*Quoted passage*:
As I sit in my house in New York and the snow piles down from the sky in scary heaps, I find myself doing two things:  praying with all my might that I won’t lose power and contemplating what kinds of preparation the cast of Vanderpump Rules would make in the face of a storm.

I’m imagining that Jax, upon hearing that he might have to be shut in for a few days, would hire both a prostitute and a tattoo artist – so that if he falls in pretend love with the girl he’s hired to go down on him, he can record her name on his body for posterity.  (I think the pinky toe on his left foot is still unmarked skin that the new chick’s name can be inked on forevermore.)  I’m also going to take a mental leap and guess that he’ll have some alcohol on hand too because the thought of facing who is really is while sober has to be more of a nightmare than it would be for me that my cable could go out.

Sandoval, having no idea that the relentless storm is nothing in relation to what he’ll have to deal with later on tonight, would probably get himself ready by making sure his knit beanies are within reach, that he has several boxes of Kleenex to dry the tears that leak out of his eyes with almost-alarming regularity, and hopefully he’ll put 911 on speed dial, because ice slamming down from the sky will not be enough to keep his ex-girlfriend away.

(Object position labeling records)
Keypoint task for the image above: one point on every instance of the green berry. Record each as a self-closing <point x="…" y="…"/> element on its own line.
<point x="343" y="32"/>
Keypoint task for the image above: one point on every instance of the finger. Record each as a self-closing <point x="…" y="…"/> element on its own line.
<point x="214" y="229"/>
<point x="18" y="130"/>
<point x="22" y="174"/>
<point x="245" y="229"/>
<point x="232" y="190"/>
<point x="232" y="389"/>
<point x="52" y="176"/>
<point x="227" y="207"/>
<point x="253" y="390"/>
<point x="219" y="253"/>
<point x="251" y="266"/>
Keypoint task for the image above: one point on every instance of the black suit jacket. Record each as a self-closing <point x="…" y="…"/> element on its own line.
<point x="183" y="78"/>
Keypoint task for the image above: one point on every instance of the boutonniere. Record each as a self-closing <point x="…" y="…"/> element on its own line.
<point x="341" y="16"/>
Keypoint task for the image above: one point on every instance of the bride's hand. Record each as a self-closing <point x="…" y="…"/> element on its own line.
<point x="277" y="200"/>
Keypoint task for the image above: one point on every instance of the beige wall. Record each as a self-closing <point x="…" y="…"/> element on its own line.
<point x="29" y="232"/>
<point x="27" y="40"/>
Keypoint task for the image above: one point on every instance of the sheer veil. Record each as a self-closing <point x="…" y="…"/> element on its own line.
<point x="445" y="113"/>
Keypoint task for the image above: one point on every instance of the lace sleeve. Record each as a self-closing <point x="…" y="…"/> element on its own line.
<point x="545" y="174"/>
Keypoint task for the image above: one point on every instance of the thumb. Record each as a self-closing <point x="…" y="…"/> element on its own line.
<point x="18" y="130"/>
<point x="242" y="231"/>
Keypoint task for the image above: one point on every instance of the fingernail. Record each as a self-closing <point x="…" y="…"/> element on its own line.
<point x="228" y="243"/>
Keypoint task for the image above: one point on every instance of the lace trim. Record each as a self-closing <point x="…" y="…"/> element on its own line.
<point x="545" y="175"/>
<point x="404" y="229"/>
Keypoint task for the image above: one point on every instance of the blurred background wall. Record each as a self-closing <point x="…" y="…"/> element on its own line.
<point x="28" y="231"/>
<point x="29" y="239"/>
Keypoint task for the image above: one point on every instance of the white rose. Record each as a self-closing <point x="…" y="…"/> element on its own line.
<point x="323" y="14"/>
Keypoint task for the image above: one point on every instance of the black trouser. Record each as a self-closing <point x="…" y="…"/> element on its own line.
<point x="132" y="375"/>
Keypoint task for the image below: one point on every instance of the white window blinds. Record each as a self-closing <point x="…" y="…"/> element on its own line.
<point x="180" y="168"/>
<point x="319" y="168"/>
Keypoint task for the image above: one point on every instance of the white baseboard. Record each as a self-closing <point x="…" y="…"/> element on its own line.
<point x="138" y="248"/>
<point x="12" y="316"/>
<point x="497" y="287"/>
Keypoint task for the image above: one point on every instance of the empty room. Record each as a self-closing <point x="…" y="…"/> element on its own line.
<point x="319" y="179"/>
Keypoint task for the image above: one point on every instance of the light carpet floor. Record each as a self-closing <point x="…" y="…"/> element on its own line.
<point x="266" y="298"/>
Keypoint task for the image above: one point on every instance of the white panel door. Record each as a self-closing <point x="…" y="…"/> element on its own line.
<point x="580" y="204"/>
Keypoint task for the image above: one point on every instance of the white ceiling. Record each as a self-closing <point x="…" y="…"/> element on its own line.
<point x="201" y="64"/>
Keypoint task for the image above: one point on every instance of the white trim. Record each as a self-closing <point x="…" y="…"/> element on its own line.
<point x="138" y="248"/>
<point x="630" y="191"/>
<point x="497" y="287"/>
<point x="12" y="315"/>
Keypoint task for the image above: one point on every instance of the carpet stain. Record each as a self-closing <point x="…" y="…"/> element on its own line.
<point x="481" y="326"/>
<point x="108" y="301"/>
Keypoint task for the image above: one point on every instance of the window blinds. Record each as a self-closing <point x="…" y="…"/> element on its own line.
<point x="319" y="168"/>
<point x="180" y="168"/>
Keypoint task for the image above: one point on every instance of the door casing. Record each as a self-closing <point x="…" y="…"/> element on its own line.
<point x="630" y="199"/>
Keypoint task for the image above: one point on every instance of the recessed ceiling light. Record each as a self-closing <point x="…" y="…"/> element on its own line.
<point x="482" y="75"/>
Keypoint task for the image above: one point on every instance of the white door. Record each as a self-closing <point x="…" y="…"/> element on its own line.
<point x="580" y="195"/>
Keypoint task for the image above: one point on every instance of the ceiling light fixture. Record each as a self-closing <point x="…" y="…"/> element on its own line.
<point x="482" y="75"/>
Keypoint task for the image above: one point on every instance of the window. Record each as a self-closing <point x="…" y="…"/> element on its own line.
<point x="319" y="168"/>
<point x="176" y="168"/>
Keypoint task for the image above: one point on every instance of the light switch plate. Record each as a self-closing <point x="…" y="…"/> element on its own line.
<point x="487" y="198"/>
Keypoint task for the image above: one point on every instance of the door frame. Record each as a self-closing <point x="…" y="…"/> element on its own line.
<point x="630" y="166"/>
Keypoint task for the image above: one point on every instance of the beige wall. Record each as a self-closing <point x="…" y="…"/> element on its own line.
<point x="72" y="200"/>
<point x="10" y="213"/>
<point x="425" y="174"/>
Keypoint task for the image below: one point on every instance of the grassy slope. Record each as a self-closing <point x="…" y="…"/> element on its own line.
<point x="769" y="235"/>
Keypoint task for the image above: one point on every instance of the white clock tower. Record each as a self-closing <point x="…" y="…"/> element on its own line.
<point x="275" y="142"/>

*Directions*:
Reproduce the Vanderpump Rules piece from "I’m imagining that" to "could go out.". The records are separate material from the Vanderpump Rules piece.

*Output of the task*:
I’m imagining that Jax, upon hearing that he might have to be shut in for a few days, would hire both a prostitute and a tattoo artist – so that if he falls in pretend love with the girl he’s hired to go down on him, he can record her name on his body for posterity.  (I think the pinky toe on his left foot is still unmarked skin that the new chick’s name can be inked on forevermore.)  I’m also going to take a mental leap and guess that he’ll have some alcohol on hand too because the thought of facing who is really is while sober has to be more of a nightmare than it would be for me that my cable could go out.